■ **Task goal**
Please count the lines below that contain the string "covered" and give only that number.

***

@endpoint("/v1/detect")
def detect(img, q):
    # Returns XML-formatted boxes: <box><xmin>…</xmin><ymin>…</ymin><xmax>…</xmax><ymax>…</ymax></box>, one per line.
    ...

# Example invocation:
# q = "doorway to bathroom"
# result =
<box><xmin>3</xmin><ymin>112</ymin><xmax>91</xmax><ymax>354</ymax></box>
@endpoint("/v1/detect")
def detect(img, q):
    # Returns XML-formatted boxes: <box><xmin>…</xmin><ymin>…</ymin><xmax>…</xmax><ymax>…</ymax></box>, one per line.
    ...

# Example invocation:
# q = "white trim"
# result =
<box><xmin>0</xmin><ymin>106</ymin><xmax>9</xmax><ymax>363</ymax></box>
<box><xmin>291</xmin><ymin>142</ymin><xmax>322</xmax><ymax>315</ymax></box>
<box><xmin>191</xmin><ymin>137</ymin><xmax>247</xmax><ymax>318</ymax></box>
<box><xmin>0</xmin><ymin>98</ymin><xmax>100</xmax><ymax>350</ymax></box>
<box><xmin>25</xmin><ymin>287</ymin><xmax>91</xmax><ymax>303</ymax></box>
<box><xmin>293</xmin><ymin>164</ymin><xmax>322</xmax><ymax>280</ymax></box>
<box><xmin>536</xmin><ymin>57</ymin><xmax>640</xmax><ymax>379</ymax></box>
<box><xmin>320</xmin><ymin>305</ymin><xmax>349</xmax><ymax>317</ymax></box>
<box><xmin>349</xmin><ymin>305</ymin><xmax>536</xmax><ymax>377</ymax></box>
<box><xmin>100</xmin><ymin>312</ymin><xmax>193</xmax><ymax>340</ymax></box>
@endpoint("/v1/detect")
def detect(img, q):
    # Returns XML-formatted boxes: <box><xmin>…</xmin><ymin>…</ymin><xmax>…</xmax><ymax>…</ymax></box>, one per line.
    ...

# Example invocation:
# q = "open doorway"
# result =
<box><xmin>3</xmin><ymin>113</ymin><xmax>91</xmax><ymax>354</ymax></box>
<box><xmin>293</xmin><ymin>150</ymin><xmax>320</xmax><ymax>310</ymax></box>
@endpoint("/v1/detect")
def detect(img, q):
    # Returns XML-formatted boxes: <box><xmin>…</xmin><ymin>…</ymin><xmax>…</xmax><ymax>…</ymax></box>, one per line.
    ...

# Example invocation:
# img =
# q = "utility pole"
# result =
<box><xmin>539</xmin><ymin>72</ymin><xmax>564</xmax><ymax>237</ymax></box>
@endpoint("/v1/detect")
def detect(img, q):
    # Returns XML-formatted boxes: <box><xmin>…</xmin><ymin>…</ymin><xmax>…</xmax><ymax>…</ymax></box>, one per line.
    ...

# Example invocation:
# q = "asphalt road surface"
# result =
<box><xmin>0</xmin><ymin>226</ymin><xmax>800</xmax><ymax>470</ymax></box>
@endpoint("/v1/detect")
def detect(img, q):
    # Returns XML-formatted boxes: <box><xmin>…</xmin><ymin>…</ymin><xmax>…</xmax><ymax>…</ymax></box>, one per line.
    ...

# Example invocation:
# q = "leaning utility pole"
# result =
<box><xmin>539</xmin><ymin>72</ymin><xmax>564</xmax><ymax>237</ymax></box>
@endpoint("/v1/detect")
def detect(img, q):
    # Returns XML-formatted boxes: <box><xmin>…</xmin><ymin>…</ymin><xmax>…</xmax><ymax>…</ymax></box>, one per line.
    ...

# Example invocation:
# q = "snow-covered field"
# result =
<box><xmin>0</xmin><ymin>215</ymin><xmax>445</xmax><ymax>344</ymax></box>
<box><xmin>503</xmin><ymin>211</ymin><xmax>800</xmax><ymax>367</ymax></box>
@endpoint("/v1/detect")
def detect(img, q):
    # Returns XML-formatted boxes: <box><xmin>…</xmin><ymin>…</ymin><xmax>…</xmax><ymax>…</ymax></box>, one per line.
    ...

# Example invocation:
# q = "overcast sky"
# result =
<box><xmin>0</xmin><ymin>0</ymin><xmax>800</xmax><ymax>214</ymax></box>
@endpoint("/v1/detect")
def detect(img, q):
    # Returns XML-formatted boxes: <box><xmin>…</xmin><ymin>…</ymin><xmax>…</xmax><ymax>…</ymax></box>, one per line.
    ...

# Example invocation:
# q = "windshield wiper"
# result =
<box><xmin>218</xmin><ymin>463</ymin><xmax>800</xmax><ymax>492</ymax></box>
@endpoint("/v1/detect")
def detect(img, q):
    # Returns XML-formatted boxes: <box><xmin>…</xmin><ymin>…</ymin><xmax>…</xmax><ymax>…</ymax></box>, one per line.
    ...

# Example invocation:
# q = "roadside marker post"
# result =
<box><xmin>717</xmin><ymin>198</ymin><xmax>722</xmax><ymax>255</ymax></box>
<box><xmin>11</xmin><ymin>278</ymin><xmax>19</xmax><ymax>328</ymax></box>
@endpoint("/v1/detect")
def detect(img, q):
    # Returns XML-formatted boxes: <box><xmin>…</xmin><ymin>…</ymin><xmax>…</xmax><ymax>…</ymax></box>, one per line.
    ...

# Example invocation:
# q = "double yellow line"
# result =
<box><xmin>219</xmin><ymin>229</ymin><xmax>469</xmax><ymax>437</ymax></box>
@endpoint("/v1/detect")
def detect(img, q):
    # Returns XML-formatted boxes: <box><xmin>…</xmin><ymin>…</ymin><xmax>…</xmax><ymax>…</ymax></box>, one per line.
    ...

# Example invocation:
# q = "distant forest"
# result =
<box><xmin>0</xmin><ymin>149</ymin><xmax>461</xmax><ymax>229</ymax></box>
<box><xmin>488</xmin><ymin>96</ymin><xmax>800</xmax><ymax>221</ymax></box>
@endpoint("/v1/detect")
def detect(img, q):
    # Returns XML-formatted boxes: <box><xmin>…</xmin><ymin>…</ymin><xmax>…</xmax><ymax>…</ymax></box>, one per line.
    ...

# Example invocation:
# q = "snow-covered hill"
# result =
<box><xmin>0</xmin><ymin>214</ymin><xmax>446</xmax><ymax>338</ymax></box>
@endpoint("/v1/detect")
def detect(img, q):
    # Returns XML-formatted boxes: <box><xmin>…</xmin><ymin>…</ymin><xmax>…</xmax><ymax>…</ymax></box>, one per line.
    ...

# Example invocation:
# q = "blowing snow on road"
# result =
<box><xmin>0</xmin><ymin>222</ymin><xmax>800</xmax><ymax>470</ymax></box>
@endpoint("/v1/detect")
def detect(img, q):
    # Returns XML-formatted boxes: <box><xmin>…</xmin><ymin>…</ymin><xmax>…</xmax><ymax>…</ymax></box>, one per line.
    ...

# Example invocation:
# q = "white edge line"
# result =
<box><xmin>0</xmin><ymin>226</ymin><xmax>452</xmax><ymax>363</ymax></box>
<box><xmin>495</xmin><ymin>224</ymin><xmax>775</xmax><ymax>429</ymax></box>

***

■ **Answer to the exercise**
2